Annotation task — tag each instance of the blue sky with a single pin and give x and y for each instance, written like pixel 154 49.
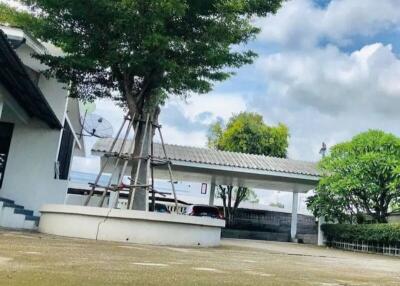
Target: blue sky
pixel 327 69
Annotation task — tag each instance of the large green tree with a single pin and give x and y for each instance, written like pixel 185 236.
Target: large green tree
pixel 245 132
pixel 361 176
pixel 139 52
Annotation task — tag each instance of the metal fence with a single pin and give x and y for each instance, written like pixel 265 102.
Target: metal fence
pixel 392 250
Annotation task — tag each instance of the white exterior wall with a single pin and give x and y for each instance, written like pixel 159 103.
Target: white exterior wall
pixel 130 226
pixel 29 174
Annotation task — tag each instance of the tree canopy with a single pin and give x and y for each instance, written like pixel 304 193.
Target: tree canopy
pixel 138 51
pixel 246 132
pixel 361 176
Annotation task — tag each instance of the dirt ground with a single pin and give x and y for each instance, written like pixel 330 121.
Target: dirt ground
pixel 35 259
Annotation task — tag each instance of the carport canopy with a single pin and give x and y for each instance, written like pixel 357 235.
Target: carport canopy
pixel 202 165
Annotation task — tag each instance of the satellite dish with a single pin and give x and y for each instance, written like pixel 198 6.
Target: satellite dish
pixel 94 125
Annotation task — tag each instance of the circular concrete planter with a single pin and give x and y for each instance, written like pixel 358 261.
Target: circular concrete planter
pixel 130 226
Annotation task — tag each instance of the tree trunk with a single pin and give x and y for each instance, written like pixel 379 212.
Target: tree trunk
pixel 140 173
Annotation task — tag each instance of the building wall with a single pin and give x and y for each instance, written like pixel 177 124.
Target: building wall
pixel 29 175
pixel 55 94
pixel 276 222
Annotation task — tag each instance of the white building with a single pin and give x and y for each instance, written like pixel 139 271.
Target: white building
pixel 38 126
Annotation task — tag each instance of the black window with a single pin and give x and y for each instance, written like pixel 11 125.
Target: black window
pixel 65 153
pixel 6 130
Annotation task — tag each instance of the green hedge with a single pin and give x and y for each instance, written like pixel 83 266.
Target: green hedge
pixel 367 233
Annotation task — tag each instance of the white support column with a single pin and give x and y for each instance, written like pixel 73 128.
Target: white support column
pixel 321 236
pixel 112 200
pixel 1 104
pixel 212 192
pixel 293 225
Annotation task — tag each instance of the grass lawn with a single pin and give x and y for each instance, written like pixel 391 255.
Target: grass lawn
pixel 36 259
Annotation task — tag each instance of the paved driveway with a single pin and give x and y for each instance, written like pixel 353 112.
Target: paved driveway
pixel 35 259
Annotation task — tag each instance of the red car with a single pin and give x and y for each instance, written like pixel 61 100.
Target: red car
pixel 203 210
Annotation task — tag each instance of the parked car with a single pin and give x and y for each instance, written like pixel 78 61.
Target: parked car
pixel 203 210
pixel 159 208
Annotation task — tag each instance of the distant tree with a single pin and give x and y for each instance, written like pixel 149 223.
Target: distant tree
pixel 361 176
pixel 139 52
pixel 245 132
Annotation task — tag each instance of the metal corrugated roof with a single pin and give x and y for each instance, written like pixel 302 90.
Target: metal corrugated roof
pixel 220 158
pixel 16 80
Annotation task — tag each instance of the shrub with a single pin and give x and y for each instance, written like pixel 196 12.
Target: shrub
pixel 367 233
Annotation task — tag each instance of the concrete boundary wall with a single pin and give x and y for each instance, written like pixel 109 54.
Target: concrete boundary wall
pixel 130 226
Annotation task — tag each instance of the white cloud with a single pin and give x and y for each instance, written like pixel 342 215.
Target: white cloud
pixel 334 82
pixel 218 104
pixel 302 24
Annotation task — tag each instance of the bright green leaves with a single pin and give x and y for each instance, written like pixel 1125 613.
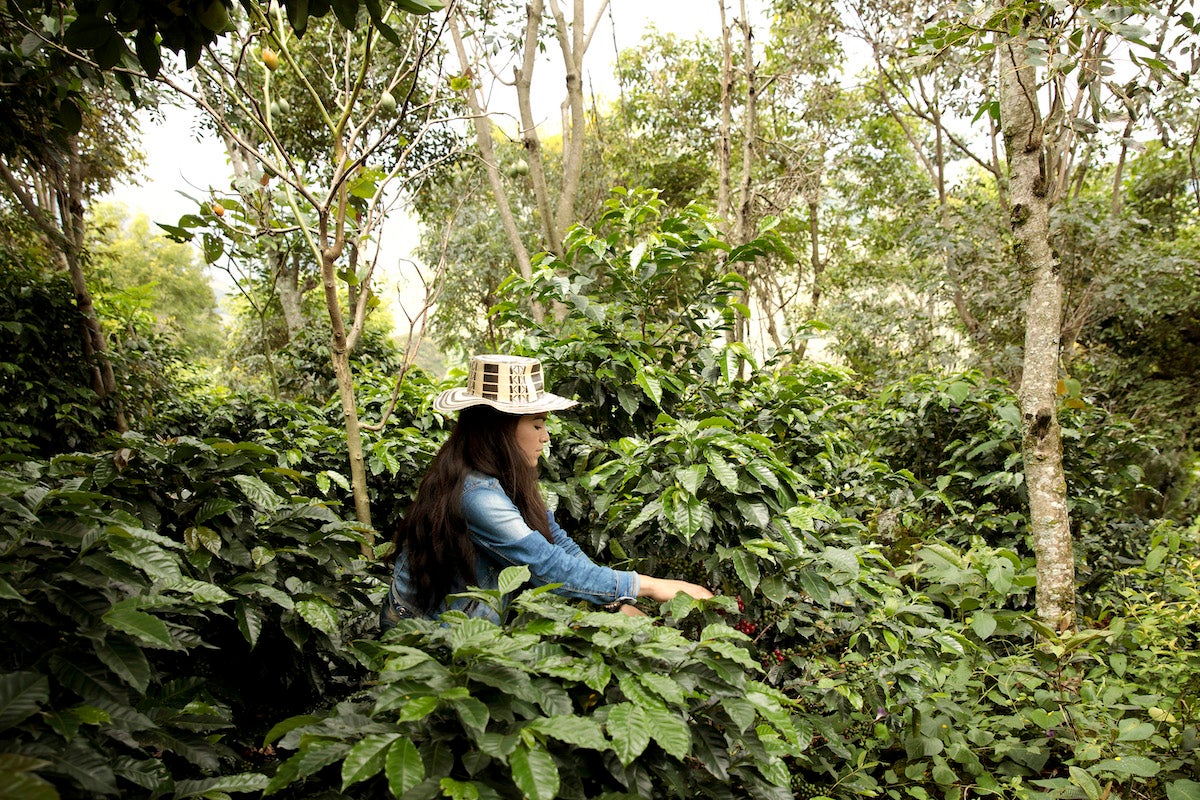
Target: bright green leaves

Written exercise: Output the listing above as a Markdown table with the columns No. and Line, one row per line and blank lines skipped. Begin at the start of the listing, stop after the line containing "pixel 29 174", and leave the pictures out.

Task result:
| No. | Line |
|---|---|
| 1 | Annotation task — tag each instance of the blue sky with a single pin and give x and y for each instance, written like pixel 154 49. |
| 2 | Target: blue sky |
| 3 | pixel 327 69 |
| 4 | Annotation task — tag each instance of the large green tree with a single pin and give x and y for each instance, written like pixel 185 236. |
| 5 | Target: large green tree |
| 6 | pixel 245 132 |
| 7 | pixel 361 176 |
| 8 | pixel 139 52 |
| 9 | Annotation task — tag each instance of the metal fence with a single pin and give x and y for each instance, written like pixel 265 102. |
| 10 | Target: metal fence |
| 11 | pixel 392 250 |
| 12 | Annotation task — tag each instance of the white exterior wall with a single pin and give x and y for each instance, written like pixel 159 103. |
| 13 | Target: white exterior wall |
| 14 | pixel 130 226 |
| 15 | pixel 29 174 |